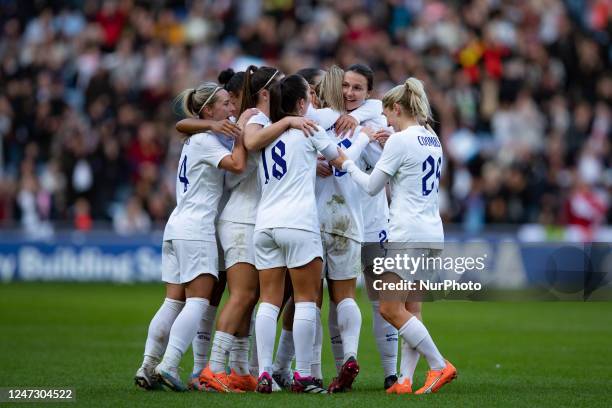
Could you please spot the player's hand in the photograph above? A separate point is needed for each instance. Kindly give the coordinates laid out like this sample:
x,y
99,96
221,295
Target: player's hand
x,y
345,125
369,132
381,136
246,115
338,161
309,127
323,167
227,128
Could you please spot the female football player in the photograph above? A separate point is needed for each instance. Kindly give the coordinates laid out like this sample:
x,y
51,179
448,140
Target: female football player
x,y
357,86
189,252
411,161
287,234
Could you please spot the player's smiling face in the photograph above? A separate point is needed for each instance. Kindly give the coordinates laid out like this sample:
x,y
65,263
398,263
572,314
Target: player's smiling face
x,y
223,107
355,89
391,116
236,100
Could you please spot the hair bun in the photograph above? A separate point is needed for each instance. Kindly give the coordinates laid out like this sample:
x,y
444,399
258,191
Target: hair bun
x,y
225,76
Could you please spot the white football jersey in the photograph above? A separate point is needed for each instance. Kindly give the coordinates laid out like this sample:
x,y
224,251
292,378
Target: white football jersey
x,y
375,209
245,189
287,174
413,159
339,198
199,187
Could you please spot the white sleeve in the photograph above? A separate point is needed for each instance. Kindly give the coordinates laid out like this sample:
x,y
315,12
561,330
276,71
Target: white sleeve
x,y
210,150
324,144
325,117
372,153
233,179
370,183
370,109
356,149
258,119
393,155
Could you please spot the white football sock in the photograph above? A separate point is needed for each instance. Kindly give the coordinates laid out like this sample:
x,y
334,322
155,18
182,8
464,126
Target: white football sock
x,y
316,349
239,356
304,331
335,337
409,361
183,331
253,361
386,340
159,330
285,351
222,345
201,342
416,335
349,322
265,329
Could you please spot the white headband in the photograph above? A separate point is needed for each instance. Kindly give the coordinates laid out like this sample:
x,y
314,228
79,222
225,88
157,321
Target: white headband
x,y
269,80
209,98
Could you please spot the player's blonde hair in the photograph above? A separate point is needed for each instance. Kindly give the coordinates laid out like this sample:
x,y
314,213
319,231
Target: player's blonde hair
x,y
329,90
191,101
412,98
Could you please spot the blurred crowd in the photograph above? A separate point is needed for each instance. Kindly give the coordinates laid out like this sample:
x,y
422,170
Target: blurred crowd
x,y
521,93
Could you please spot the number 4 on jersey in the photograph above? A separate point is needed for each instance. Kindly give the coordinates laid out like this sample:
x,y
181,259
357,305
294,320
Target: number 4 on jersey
x,y
183,174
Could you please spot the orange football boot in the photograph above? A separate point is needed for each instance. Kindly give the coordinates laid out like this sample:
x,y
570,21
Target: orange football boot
x,y
437,378
218,382
404,387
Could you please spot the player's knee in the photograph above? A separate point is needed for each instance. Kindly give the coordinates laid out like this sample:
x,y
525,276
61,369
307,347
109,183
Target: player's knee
x,y
389,312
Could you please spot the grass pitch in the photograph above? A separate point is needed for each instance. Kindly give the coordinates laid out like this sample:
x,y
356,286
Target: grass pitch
x,y
91,337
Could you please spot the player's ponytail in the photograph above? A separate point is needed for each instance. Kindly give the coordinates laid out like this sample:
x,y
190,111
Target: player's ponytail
x,y
412,98
232,81
256,80
191,101
285,95
329,90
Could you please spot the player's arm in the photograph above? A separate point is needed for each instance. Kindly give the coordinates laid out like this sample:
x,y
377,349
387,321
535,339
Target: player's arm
x,y
347,123
325,117
370,183
236,161
192,126
356,149
325,144
257,137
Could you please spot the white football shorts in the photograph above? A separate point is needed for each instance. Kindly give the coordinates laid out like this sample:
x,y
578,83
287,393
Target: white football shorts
x,y
237,242
184,260
290,247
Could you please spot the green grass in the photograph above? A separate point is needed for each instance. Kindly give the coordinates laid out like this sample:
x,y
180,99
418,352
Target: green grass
x,y
91,337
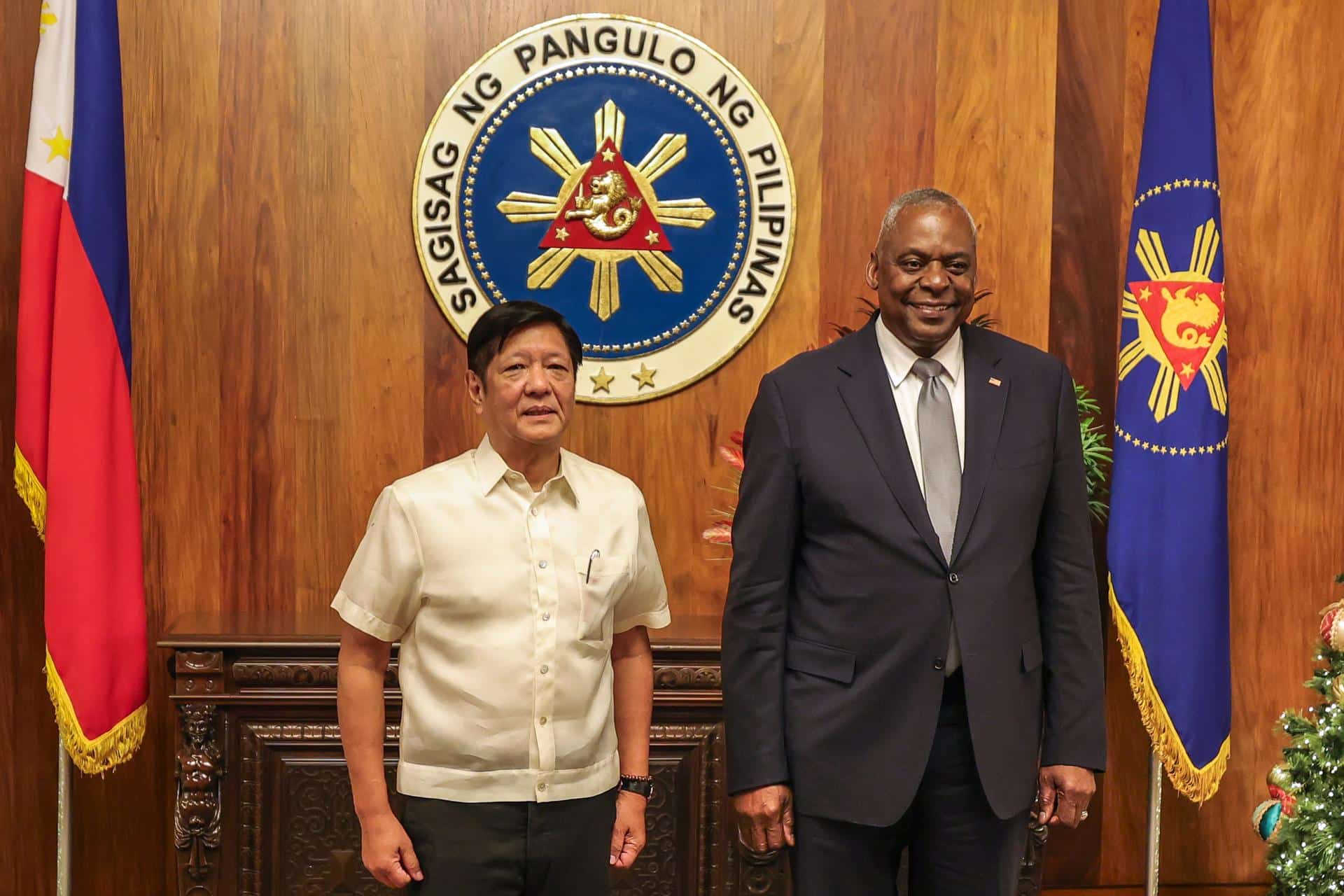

**Given exercise**
Output every line of the records above as a JSON list of strings, one string per line, with blank lines omitted. Leave out the pictures.

**Task result**
[
  "Could you please spot the player's hand in the photograph above? A separate point is needed for each instance. Kindly give the coordinates laid out like this sample:",
  "x,y",
  "99,96",
  "221,295",
  "Target: player's hand",
  "x,y",
  "345,125",
  "369,132",
  "381,136",
  "246,115",
  "338,161",
  "309,127",
  "323,167",
  "227,128",
  "Could you please spot the female football player in the photograph above? A separate point is needed for each instance. Kindly give the coordinates laid out like this sample:",
  "x,y",
  "51,179",
  "448,140",
  "Target: female football player",
  "x,y",
  "357,86",
  "189,252",
  "411,161",
  "287,234",
  "Could you please spot the player's smiling face in the photograph above? A separate point is needed for each instance. Kindly give the coordinates laid out like this sample:",
  "x,y",
  "65,263",
  "398,263",
  "572,314",
  "Target: player's smiling face",
  "x,y",
  "223,107",
  "355,89",
  "391,116",
  "236,100",
  "Could you please spot the hair bun in the photograph above? A separate point is needed for each instance. Kindly give the coordinates laid out like this sample:",
  "x,y",
  "444,399",
  "258,191",
  "Target: hair bun",
  "x,y",
  "225,76",
  "Could you please spot the white football jersey in the photograph above? A separate point is needed for each instance. Kindly give the coordinates laid out like this sample:",
  "x,y",
  "224,251",
  "292,378",
  "Target: white football jersey",
  "x,y",
  "375,209",
  "245,189",
  "287,174",
  "413,159",
  "339,198",
  "199,187",
  "Could you please spot the white sleeve in the photograph above? A separate point is needed for each instance. Kindly give the coordinates laid out like this sample:",
  "x,y",
  "315,12",
  "561,330",
  "276,71",
  "Target: white sleeve",
  "x,y",
  "210,150",
  "324,144",
  "325,117",
  "372,153",
  "233,179",
  "370,183",
  "370,109",
  "356,149",
  "258,119",
  "393,155",
  "Could you please spot the white football sock in the photograph above? A separate point is needed for each instance. Kindly give the coordinates laid out like this sample:",
  "x,y",
  "334,322",
  "155,18",
  "182,8",
  "464,126",
  "Target: white football sock",
  "x,y",
  "316,349",
  "239,356",
  "304,331",
  "335,337",
  "409,361",
  "183,331",
  "253,361",
  "386,340",
  "159,330",
  "285,351",
  "222,345",
  "201,342",
  "416,335",
  "349,322",
  "265,329",
  "Could you please spot the white headband in the photograph above? A separate point is needed for each instance. Kindly give the coordinates laid out like this sample:",
  "x,y",
  "314,228",
  "79,222",
  "225,88",
  "157,321",
  "Target: white headband",
  "x,y",
  "269,80",
  "209,98",
  "Could you please spot the player's blonde hair in the photograph above? A separate point is needed for each instance. Kindly give the coordinates laid out like this sample:",
  "x,y",
  "314,213",
  "319,231",
  "Target: player's blonde hair",
  "x,y",
  "329,90",
  "191,101",
  "412,98",
  "Could you please spot the blurred crowd in the photograph above? A separate point is needed for each instance. Kindly give the coordinates laid out like this sample:",
  "x,y",
  "422,170",
  "Target: blurred crowd",
  "x,y",
  "521,93",
  "Could you please spot the number 4 on jersey in the photograph above? A separate point is needed for each instance. Kindly give the coordinates laid out like this sample:",
  "x,y",
  "181,259",
  "357,305",
  "294,320",
  "Target: number 4 on jersey",
  "x,y",
  "183,174",
  "Could you please spot the orange football boot in the photograph above? A separate point is needed for each instance. Kindly give the coordinates laid out like this sample:",
  "x,y",
  "570,21",
  "Target: orange football boot",
  "x,y",
  "437,378",
  "218,382",
  "404,387",
  "Could you please spot the player's knee in the photograph above? A separate point is needed for each instance. Kindly give the coordinates laid out like this sample:",
  "x,y",
  "525,276",
  "61,369",
  "307,347",
  "109,183",
  "Target: player's knee",
  "x,y",
  "389,312",
  "Could you please spot the grass pitch in the photograph above? A separate point is needed for each instance. Kindly give the coordinates laid out like this sample:",
  "x,y",
  "356,286",
  "Target: grass pitch",
  "x,y",
  "91,337",
  "Could you please spot the player's ponytail in the photograph above? A separate point is needed for each instance. Kindly give the coordinates laid out like this sample:",
  "x,y",
  "190,111",
  "Target: player's ponytail",
  "x,y",
  "412,98",
  "232,81",
  "256,80",
  "191,101",
  "285,95",
  "329,90",
  "Could you please spot the player's arm in the photograph above? A separate point is needed for each instance. Kindly give the coordinates laid out like this sample:",
  "x,y",
  "377,349",
  "387,321",
  "535,339",
  "Target: player's arm",
  "x,y",
  "347,123",
  "325,117",
  "370,183",
  "236,161",
  "192,126",
  "356,149",
  "325,144",
  "257,137",
  "Could you please spot the white football shorts in the photograph above? A separate point is needed for each instance. Kindly give the coordinates laid out like this sample:",
  "x,y",
  "578,83",
  "287,393",
  "Target: white football shorts",
  "x,y",
  "237,242",
  "184,260",
  "290,247",
  "Could you please spot the green grass in the photograph above? A separate point is needed for each instance. Kindly give the coordinates laid out like this sample:",
  "x,y",
  "180,99",
  "418,352",
  "Target: green grass",
  "x,y",
  "91,337"
]